What the exercise asks =
Search the listing below, and show each line that includes the word "shirt".

Exercise materials =
/---
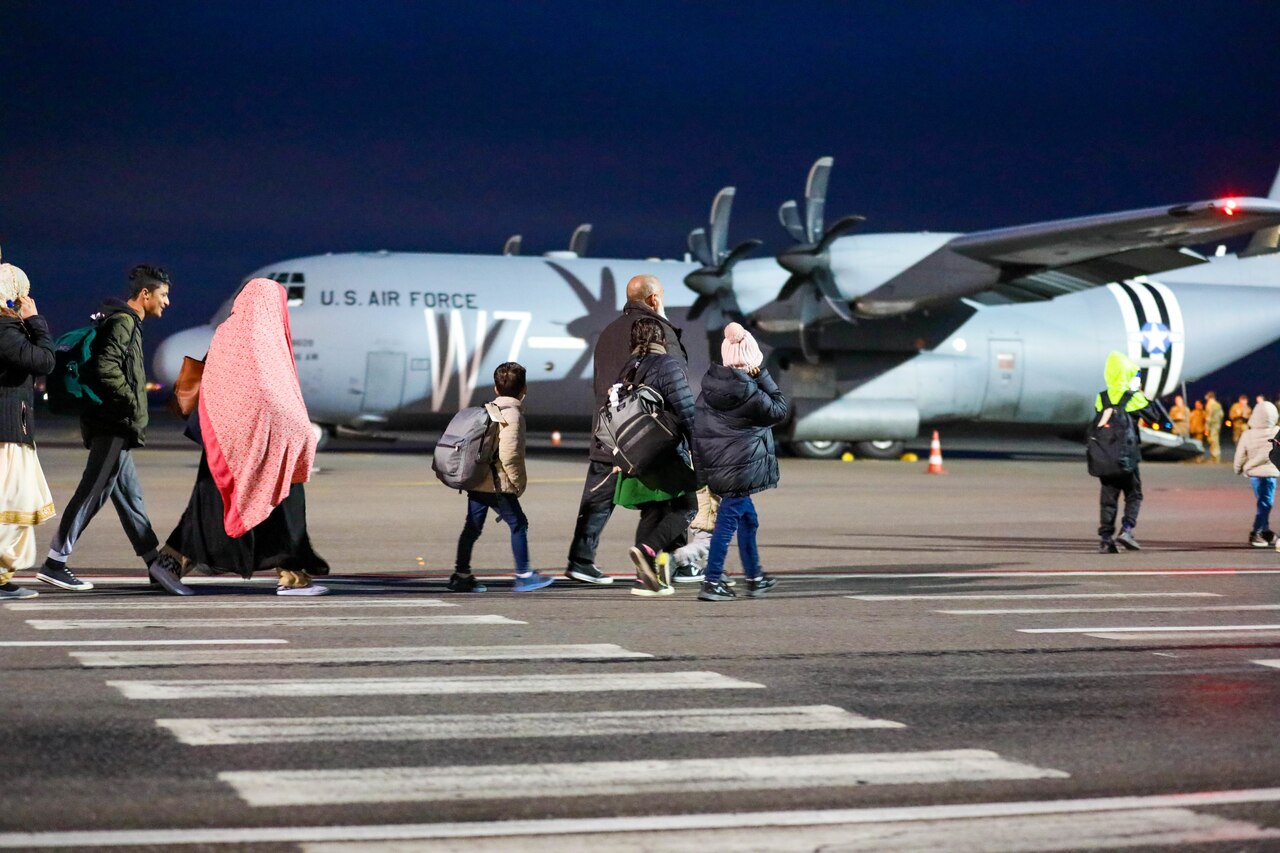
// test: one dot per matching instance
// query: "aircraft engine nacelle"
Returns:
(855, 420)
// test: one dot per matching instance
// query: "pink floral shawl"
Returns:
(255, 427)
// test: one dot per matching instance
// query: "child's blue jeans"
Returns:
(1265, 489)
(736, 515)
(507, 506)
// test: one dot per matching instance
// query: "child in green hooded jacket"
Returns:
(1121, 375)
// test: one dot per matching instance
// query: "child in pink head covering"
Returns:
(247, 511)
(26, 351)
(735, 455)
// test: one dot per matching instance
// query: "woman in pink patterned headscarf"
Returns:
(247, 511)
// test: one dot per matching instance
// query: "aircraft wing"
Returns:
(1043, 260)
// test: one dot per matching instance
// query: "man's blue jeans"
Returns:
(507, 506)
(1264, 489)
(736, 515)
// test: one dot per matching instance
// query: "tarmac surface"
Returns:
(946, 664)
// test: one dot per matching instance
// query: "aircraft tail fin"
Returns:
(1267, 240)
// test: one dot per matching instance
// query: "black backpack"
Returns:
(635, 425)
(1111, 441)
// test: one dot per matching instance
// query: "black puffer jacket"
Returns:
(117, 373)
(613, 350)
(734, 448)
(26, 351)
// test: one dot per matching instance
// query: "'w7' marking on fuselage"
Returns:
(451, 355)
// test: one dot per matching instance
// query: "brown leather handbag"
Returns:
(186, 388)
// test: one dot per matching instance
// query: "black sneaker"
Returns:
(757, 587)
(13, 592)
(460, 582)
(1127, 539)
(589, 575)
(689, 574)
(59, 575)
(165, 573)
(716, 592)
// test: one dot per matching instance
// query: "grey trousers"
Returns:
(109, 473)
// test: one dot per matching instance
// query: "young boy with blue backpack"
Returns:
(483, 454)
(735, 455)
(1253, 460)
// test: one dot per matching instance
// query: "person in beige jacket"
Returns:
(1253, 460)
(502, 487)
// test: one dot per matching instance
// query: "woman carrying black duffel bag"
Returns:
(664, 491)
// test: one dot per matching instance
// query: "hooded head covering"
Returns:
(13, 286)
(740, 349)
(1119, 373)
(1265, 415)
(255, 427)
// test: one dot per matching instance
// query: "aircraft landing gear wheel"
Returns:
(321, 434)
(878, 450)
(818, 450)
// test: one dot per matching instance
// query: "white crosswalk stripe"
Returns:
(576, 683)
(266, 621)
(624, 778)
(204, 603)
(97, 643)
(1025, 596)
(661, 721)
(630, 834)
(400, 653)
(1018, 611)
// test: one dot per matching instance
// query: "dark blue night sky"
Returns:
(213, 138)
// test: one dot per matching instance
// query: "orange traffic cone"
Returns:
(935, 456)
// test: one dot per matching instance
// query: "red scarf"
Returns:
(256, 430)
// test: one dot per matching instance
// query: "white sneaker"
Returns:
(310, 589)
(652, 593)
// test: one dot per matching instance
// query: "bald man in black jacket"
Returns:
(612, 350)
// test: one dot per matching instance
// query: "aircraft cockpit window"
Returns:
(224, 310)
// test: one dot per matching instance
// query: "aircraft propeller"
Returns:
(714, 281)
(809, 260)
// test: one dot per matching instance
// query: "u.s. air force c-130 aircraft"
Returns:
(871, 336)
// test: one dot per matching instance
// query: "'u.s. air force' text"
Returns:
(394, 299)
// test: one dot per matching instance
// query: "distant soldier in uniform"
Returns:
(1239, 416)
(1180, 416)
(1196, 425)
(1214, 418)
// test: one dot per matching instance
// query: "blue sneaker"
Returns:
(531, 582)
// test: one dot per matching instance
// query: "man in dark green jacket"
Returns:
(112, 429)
\---
/---
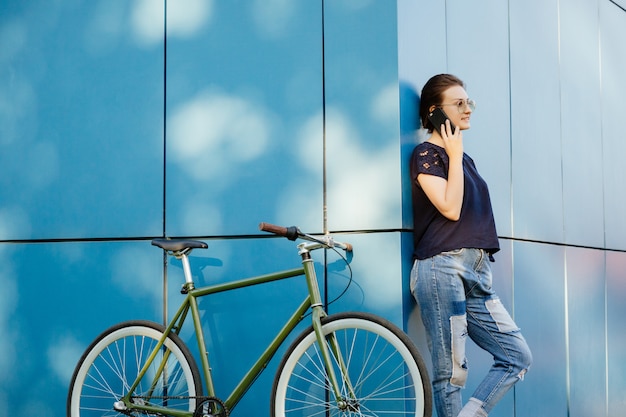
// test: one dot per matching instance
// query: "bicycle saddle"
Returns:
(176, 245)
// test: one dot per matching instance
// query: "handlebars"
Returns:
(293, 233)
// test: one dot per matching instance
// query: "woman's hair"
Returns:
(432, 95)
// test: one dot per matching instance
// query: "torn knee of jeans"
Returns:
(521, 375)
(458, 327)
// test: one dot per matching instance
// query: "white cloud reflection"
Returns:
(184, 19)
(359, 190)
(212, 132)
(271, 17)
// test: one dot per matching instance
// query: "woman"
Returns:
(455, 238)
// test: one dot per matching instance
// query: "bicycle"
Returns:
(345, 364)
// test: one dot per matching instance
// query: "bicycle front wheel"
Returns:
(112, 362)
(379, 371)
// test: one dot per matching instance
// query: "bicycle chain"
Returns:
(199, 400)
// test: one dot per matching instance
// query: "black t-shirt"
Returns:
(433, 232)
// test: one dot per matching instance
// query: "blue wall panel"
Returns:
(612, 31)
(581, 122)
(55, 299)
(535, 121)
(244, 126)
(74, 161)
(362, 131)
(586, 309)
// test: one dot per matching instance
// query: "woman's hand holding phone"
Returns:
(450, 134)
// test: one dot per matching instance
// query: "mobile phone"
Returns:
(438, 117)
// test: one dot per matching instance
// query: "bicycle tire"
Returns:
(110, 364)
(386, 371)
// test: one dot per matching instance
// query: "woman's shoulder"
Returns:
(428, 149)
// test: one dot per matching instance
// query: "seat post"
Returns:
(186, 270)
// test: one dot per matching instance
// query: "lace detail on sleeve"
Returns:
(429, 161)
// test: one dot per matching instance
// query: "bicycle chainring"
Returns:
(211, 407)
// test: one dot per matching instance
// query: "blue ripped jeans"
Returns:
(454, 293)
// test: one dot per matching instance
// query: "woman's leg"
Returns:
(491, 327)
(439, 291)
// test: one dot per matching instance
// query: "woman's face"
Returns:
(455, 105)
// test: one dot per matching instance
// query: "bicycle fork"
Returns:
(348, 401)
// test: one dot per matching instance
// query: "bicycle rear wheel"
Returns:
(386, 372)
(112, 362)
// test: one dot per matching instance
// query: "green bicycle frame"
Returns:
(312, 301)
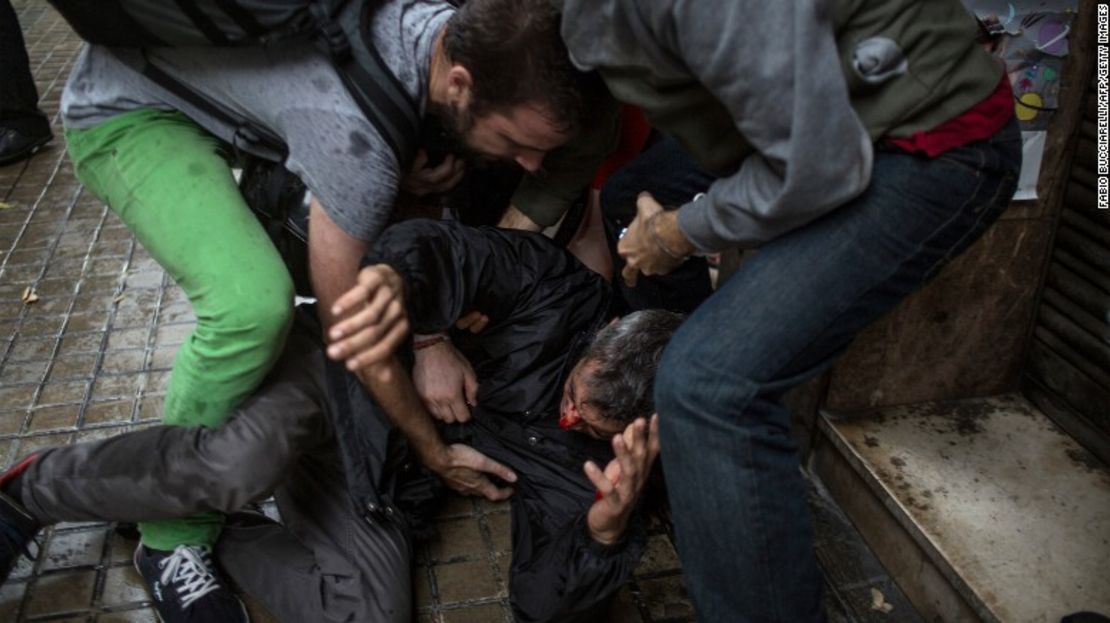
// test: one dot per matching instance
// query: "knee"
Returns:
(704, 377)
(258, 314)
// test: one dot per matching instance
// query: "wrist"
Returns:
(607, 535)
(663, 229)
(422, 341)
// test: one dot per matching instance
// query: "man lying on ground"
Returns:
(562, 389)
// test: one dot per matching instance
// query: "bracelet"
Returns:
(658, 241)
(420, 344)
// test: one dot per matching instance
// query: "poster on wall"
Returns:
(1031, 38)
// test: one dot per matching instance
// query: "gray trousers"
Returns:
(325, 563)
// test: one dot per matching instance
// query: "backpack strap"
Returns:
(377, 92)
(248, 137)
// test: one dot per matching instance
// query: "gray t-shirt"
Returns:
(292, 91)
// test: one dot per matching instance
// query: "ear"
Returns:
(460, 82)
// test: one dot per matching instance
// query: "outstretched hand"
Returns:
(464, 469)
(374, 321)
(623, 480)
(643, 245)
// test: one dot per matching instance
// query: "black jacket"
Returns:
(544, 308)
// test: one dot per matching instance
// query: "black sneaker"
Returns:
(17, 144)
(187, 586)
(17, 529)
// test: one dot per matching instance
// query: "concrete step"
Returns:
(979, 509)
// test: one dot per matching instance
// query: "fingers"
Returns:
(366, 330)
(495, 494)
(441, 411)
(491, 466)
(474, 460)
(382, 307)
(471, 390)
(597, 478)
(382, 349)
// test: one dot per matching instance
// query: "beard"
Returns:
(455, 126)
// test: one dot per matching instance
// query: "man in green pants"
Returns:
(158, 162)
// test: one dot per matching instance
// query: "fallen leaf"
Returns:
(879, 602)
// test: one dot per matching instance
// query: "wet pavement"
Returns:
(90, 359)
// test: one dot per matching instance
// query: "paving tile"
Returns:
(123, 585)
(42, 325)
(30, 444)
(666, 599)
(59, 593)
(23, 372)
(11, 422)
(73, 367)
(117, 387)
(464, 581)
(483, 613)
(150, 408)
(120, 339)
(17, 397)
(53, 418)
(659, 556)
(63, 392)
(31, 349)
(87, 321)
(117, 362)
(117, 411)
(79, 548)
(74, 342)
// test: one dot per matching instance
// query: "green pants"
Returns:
\---
/---
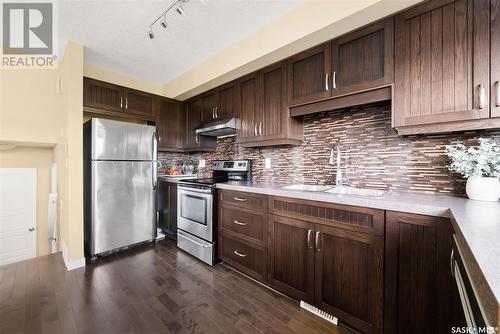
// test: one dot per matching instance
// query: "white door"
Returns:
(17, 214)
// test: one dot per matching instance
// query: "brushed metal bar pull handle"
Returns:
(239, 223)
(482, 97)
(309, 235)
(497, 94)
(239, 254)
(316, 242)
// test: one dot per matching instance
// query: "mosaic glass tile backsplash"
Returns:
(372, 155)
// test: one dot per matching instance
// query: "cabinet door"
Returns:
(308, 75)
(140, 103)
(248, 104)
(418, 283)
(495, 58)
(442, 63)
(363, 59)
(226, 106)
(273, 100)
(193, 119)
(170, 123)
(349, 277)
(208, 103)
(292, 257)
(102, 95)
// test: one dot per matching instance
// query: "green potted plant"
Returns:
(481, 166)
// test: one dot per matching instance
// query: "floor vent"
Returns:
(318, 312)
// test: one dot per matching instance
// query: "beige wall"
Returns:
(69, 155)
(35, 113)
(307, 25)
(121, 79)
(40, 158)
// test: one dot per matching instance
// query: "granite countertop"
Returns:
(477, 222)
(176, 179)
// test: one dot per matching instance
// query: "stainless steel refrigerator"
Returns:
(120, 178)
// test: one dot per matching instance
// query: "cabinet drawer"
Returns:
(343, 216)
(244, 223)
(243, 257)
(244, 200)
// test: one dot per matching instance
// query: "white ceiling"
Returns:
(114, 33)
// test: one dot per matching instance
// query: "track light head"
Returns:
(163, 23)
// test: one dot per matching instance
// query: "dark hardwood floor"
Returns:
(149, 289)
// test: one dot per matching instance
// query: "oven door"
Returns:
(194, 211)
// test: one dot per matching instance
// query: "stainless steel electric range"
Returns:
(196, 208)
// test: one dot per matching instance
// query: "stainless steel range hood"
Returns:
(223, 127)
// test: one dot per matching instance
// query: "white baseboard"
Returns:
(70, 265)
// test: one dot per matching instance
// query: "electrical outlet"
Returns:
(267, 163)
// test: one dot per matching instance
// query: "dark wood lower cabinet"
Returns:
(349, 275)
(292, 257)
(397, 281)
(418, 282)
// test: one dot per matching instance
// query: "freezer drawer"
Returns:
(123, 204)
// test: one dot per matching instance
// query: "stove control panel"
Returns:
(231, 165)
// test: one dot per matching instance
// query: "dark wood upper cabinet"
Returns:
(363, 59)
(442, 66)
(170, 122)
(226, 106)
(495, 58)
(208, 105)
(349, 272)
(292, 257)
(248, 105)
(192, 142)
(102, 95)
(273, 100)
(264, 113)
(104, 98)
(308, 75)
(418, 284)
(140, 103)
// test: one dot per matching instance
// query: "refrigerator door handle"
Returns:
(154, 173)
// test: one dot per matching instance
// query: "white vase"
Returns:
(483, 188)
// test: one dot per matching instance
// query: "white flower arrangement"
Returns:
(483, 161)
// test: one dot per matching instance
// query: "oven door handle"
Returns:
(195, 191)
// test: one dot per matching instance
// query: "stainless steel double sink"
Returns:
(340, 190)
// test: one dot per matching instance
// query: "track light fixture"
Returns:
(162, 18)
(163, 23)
\---
Exercise answer =
// query: "black t-shirt"
// query: "gray t-shirt"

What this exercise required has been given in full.